WORK INSTRUCTION 1: Reproduce the portion of the intoxication law passage starting with "Criticisms were highlighted" and going on through "and neuroscientific perspectives.".
WORK INSTRUCTION 2: Continue the passage on criminal liability and intoxication from where it stops.

TEXT SEGMENT:
------------------------

Basic Intent: D will be liable for the offence (eg, manslaughter) regardless of a missing mental element.


Criticisms were highlighted and discussed as to almost every aspect of the current law. With reference to the separate cases above, these include:

  1. Potential overcriminalisation – particularly where D’s intoxication is involuntary and does not demonstrate a defect of will (as was arguably the case in Kingston).[5]
  2. ‘Special’ intoxication rules may not be necessary – where D becomes intoxicated in order to commit an offence, it may be possible to identify the conduct element of the offence in her act of becoming intoxicated, linking this to the later harms through standard causation principles. The same may be possible where D is reckless as to losing capacity and committing a recklessness-based offence.[6]
  • Voluntary/Involuntary and Dangerous/Non-Dangerous distinctions are problematic – both from legal and neuroscientific perspectives.
  1. It is here that the intoxication rules become most problematic, first because there is no settled distinction between offences of basic/general and specific intent,[7] and second because there is no agreed conceptualisation of how the intoxication rules apply to find liability in the context of basic/general intent offences.
    • The intoxication rules do not apply as a defence, although this is the most common label employed by courts and within codes. Where D commits all elements of an offence (Example I), the rules are irrelevant to liability; they only become relevant as an inculpatory tool for the prosecution where mental fault is otherwise absent (Example IV).[8] Inaccurate labelling here can impact substantive outcomes.[9]
    • Describing the intoxication rules as evidential is also problematic. If this were the case, in the context of basic intent offences, we would need to justify rules of evidence that allow a jury to find the presence of mental fault beyond reasonable doubt despite the court knowing that such fault was absent.[10]
    • Describing the intoxication rules as substantively inculpatory for basic/general intent offences has become more common within academia. However, understood in this way, the rules are difficult to justify. How can we say that a decision to become intoxicated at time 1 (t1), which may be no worse than negligent, is equivalent to missing (subjective) mental fault when causing harms at time 2 (t2)?[11] The current rules therefore risk considerable over-criminalisation and/or inappropriate labelling and punishment.

------------------------

DATA SUPPLIED:
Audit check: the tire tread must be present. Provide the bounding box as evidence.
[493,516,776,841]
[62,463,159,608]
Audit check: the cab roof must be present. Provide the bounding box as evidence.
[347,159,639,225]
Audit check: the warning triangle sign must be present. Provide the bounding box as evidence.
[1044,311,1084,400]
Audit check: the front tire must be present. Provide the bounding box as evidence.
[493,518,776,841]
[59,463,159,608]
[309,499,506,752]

------------------------

ANSWER SECTION 1:
Criticisms were highlighted and discussed as to almost every aspect of the current law. With reference to the separate cases above, these include:

  1. Potential overcriminalisation – particularly where D’s intoxication is involuntary and does not demonstrate a defect of will (as was arguably the case in Kingston).[5]
  2. ‘Special’ intoxication rules may not be necessary – where D becomes intoxicated in order to commit an offence, it may be possible to identify the conduct element of the offence in her act of becoming intoxicated, linking this to the later harms through standard causation principles. The same may be possible where D is reckless as to losing capacity and committing a recklessness-based offence.[6]
  • Voluntary/Involuntary and Dangerous/Non-Dangerous distinctions are problematic – both from legal and neuroscientific perspectives.

ANSWER SECTION 2:
Conference Position: It is agreed that the current law is in need of review and reform.


  1. Alternative Approaches

Several alternatives to the current intoxication rules were discussed. These included:

Abolition without replacement: Under this approach D would only be liable for an offence where she acts with both physical and coinciding mental fault. Where mental fault is lacking, even when due to voluntary intoxication, no liability can follow. This accords with basic criminal law principles, but may be perceived as unduly lenient on those who cause serious harms when intoxicated.[12]

Focus on fault at t2: This approach recognises that D does not have subjective mental fault (due to intoxication) when causing the external harms at t2, but asks whether and to what extent those harms nevertheless demonstrate a potentially criminal defect of will.[13] Locating fault at t2 avoids considerably complexities and problems with tracing or substituting fault from t1 (when D becomes intoxicated), but the central role of ‘defect of will’ requires precise elucidation – an elucidation that does not derive from conduct or fault at t1.

Focus on fault at t1: This approach bases potential criminal liability on D’s decision to become intoxicated, foreseeing the risk of future harms, where such harms arise in fact. This includes subjective foresight of future harms, as well as potentially objective foresight (that a ‘reasonable person’ would have foreseen the harms) or a rebuttable presumption of foresight.[14] Focusing on t1 allows us to assess D’s mental fault at a time she is not affected by intoxication, but depending on what fault is required the approach risks over-criminalising (where objective fault substitutes for missing subjective fault) and/or under-criminalising (where D does not have foresight, but later causes considerable harms).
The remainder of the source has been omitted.